Photo-based point labeling data
--------------------
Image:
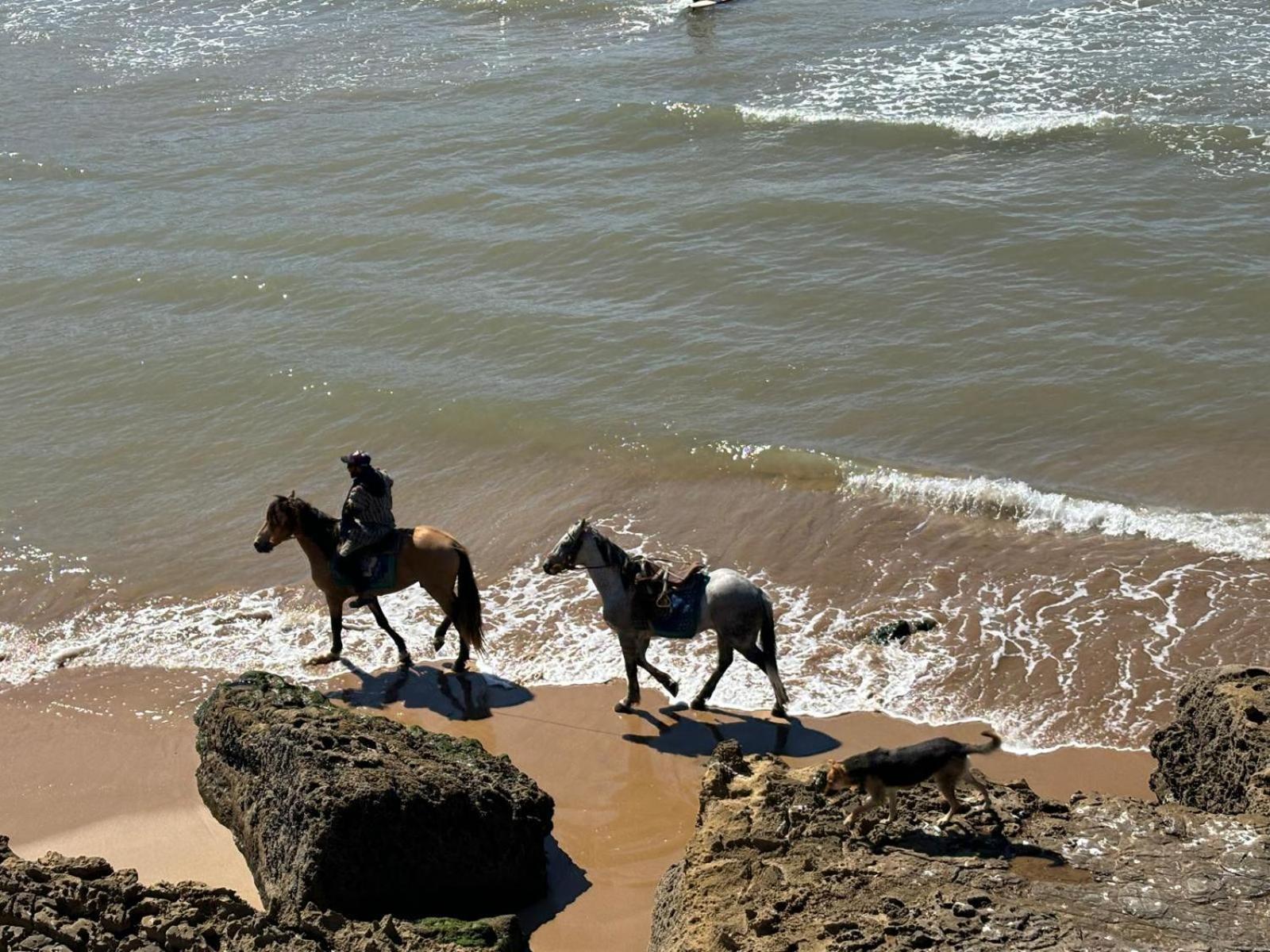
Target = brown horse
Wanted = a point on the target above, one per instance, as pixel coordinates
(429, 556)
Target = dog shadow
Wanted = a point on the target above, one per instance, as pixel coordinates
(679, 733)
(470, 696)
(960, 841)
(565, 882)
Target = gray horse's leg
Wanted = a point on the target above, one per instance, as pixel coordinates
(760, 659)
(630, 655)
(336, 607)
(662, 678)
(438, 639)
(381, 620)
(698, 702)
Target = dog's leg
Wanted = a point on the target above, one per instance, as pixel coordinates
(948, 789)
(874, 795)
(868, 804)
(978, 785)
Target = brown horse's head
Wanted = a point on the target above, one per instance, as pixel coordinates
(279, 524)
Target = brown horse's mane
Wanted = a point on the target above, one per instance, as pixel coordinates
(311, 520)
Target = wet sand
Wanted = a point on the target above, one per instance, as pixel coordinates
(102, 762)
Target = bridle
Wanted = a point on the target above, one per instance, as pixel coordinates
(575, 543)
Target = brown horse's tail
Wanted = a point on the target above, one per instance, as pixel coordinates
(467, 613)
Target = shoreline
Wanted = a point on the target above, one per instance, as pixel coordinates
(101, 761)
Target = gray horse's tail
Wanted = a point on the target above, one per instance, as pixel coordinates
(467, 615)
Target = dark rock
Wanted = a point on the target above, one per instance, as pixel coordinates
(1216, 754)
(364, 816)
(60, 904)
(1105, 873)
(901, 630)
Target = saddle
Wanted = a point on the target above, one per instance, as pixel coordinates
(660, 592)
(378, 564)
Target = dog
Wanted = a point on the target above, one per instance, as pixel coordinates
(880, 772)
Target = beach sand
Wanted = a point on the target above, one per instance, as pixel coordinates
(101, 761)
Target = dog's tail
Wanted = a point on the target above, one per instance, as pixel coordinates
(994, 743)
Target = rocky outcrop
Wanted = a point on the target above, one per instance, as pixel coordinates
(770, 869)
(364, 816)
(80, 904)
(1216, 754)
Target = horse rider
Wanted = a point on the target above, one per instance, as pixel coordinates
(365, 520)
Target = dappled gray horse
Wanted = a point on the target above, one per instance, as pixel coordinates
(733, 606)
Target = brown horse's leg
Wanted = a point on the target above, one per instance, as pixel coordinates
(438, 639)
(446, 600)
(662, 678)
(725, 653)
(403, 653)
(464, 651)
(336, 607)
(632, 658)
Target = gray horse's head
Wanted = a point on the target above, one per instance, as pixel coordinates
(564, 556)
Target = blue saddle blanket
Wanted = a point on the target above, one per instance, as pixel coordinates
(679, 619)
(379, 568)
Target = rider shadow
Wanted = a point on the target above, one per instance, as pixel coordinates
(459, 697)
(565, 882)
(689, 736)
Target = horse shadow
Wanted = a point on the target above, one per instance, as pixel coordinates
(469, 696)
(565, 882)
(689, 736)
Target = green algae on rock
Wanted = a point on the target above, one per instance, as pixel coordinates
(365, 816)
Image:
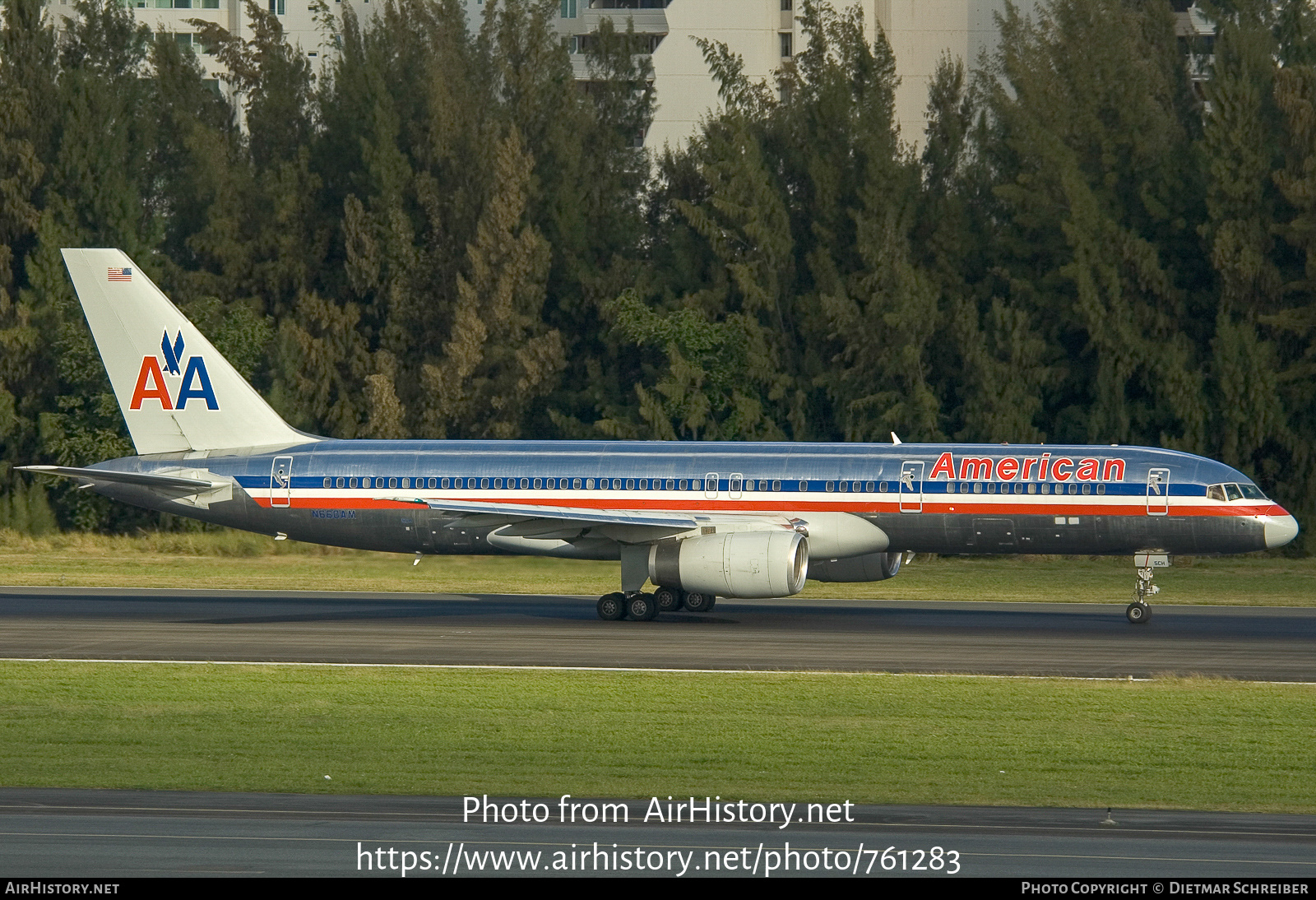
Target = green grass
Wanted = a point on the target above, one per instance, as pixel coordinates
(237, 559)
(870, 739)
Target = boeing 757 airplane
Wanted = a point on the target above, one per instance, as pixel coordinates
(697, 520)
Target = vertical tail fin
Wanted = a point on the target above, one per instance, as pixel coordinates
(175, 390)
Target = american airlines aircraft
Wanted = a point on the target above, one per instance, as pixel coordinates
(697, 520)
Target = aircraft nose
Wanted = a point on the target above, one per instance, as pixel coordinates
(1280, 531)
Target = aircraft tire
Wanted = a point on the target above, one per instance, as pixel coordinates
(699, 601)
(642, 607)
(669, 599)
(612, 607)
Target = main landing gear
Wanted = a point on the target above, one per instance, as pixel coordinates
(645, 607)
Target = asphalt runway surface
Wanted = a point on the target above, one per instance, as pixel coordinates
(1002, 638)
(107, 834)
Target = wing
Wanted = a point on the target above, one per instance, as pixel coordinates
(535, 522)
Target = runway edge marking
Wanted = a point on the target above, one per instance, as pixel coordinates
(616, 669)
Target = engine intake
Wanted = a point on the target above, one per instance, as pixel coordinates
(739, 564)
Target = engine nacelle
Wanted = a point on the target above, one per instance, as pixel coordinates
(737, 564)
(869, 568)
(836, 536)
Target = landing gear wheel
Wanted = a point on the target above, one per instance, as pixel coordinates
(699, 601)
(612, 607)
(642, 607)
(669, 599)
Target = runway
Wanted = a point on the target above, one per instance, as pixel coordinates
(109, 834)
(1000, 638)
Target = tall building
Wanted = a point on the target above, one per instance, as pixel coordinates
(767, 32)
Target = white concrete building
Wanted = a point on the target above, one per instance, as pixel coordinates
(762, 32)
(767, 32)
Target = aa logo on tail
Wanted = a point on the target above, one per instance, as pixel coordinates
(195, 383)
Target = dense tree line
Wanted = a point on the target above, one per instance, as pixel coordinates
(447, 236)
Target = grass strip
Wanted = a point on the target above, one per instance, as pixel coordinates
(239, 559)
(1202, 744)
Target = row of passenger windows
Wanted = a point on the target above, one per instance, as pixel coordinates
(683, 485)
(991, 487)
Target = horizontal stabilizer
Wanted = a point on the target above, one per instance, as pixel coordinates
(170, 483)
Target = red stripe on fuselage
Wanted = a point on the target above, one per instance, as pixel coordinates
(829, 504)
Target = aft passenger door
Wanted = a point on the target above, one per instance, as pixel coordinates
(1158, 492)
(280, 482)
(911, 485)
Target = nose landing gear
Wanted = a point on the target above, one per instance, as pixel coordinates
(1138, 610)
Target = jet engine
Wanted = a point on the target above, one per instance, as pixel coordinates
--------------------
Would you set down the listing exactly, omitting pictures?

- [The response]:
Image:
Target = brown horse
Wanted = a point on the target above, one per instance, as pixel coordinates
(429, 556)
Target = dog shadow
Wanted = a point on the target above, one per instance, as pixel coordinates
(679, 733)
(470, 696)
(960, 841)
(565, 882)
Target = gray horse's leg
Wanted = a point on the target above, one per instance, as pixel coordinates
(760, 659)
(630, 655)
(336, 607)
(662, 678)
(438, 639)
(381, 620)
(698, 702)
Target = dog's leg
Wanted = a point on the target above, one per instance, as pixel coordinates
(948, 789)
(874, 795)
(868, 804)
(978, 785)
Target = brown horse's head
Wanted = a point on the target above, one per instance, as pixel coordinates
(279, 524)
Target = brown horse's mane
Wanted = a point on the target above, one per instance, as pixel coordinates
(311, 520)
Target = wet sand
Wanted = a point on the target above, one per instance, as pixel coordinates
(102, 762)
Target = bridle
Wanted = a point on the target above, one per instance, as pixel coordinates
(575, 543)
Target = brown horse's tail
Wanted = a point on the target above, one per instance, as pixel coordinates
(467, 613)
Target = shoreline
Wanted = a point on the target above, one per instance, as pixel coordinates
(101, 761)
Target = gray horse's tail
Wanted = a point on the target above, one per instance, as pixel coordinates
(467, 615)
Target = dark rock
Wanted = a point on the target above, one per instance, as pixel coordinates
(1216, 754)
(364, 816)
(60, 904)
(1105, 873)
(901, 630)
Target = saddle
Wanted = a point on the target above, one per instance, as pixel coordinates
(660, 592)
(378, 564)
Target = dog
Wanted = a point on the target above, one per instance, as pixel coordinates
(880, 772)
Target = beach sand
Wanted = a point on the target above, one per instance, as pixel coordinates
(101, 761)
Target = dog's tail
Wanted = a point on the target above, one per instance, as pixel coordinates
(994, 743)
Target = rocky outcrop
Wanted = a point on the target above, one per instance, as pixel coordinates
(770, 869)
(364, 816)
(80, 904)
(1216, 754)
Target = horse rider
Wanted = a point on the target above, one per instance, as pixel coordinates
(365, 520)
Target = dappled gray horse
Wanted = a point on the target above, one per instance, as pixel coordinates
(733, 606)
Target = brown horse's leg
Wanted = a point on the target above, one per instance, as pixel coordinates
(438, 639)
(446, 600)
(662, 678)
(725, 653)
(403, 653)
(464, 651)
(336, 607)
(632, 658)
Target = gray horse's head
Wanted = a point on the target above, one per instance, as pixel coordinates
(564, 556)
Target = blue saddle blanket
Wanted = a point on the target above, one per instance, as pixel coordinates
(679, 619)
(379, 568)
Target = rider shadow
Wanted = a point on the target above, one per instance, as pixel coordinates
(459, 697)
(565, 882)
(689, 736)
Target = horse shadow
Wanted = a point on the target above, one per instance, as pixel coordinates
(469, 696)
(565, 882)
(689, 736)
Target = green algae on rock
Wanted = a point on the target above, one per instance, as pixel coordinates
(365, 816)
Image:
Target = green grass
Wanted = a point on the target above, one per instance, as pixel coordinates
(237, 559)
(870, 739)
Target = boeing 757 airplane
Wanted = a point on the target above, one per instance, as pixel coordinates
(697, 520)
Target = vertical tail fin
Wanted = a point on the target above, one per instance, as pixel coordinates
(175, 390)
Target = american airlines aircraft
Wanted = a point on the target above, one per instance, as pixel coordinates
(697, 520)
Target = aircraft nose
Wanted = a point on the target above, one per instance, as pixel coordinates
(1280, 531)
Target = aircraft tire
Wanted = a point on the target above, one per instance, as pixel coordinates
(699, 601)
(642, 607)
(669, 599)
(612, 607)
Target = main landing gear
Wanted = a point on the target above, one per instance, as pixel coordinates
(645, 607)
Target = asphalt runway surface
Wanted = a point on the target above, one per instance, as pixel coordinates
(1002, 638)
(107, 834)
Target = wing
Wanted = a point on the target above, one per instance, as pixel coordinates
(535, 522)
Target = runway edge marking
Wanted = a point on the target above, one per instance, as pixel coordinates
(616, 669)
Target = engine intake
Wanted = a point on the target above, one per instance, as pixel coordinates
(739, 564)
Target = engine nacelle
Wanted = a point on the target above, one per instance, as pixel coordinates
(737, 564)
(869, 568)
(836, 536)
Target = landing gear wheel
Wanted = a point on the target above, one per instance, as pixel coordinates
(699, 601)
(612, 607)
(642, 607)
(669, 599)
Target = runway
Wanted = a point on the target above, one per instance, as pixel coordinates
(109, 834)
(1000, 638)
Target = tall building
Wanted = a point on the target above, one per instance, as pixel coordinates
(767, 32)
Target = white concrete building
Wanted = a point on the target above, one per instance, as pixel coordinates
(762, 32)
(767, 32)
Target = aa logo on tail
Wanted = a point on the target above, one per instance, as pixel coordinates
(195, 383)
Target = dense tree line
Wanted = a point on the target above, one per instance, as pixel coordinates
(447, 236)
Target = grass strip
Wanted = a point on the target above, one per instance, as pixel coordinates
(239, 559)
(1202, 744)
Target = row of passenger windows
Wanted = a point on the target above, one per instance, as pixel coordinates
(683, 485)
(991, 487)
Target = horizontal stabilizer
Wanted = a point on the target above, one per instance, as pixel coordinates
(170, 483)
Target = red stripe on fuselage
Wanted = a point on the target above, one per instance, as pixel coordinates
(829, 504)
Target = aft passenger door
Wanted = a point on the target above, one per instance, as pixel coordinates
(1158, 492)
(280, 482)
(911, 485)
Target = nose landing gear
Wanted = a point on the target above, one per instance, as pixel coordinates
(1138, 610)
Target = jet engine
Wanted = a point on the target above, one per instance, as pixel coordinates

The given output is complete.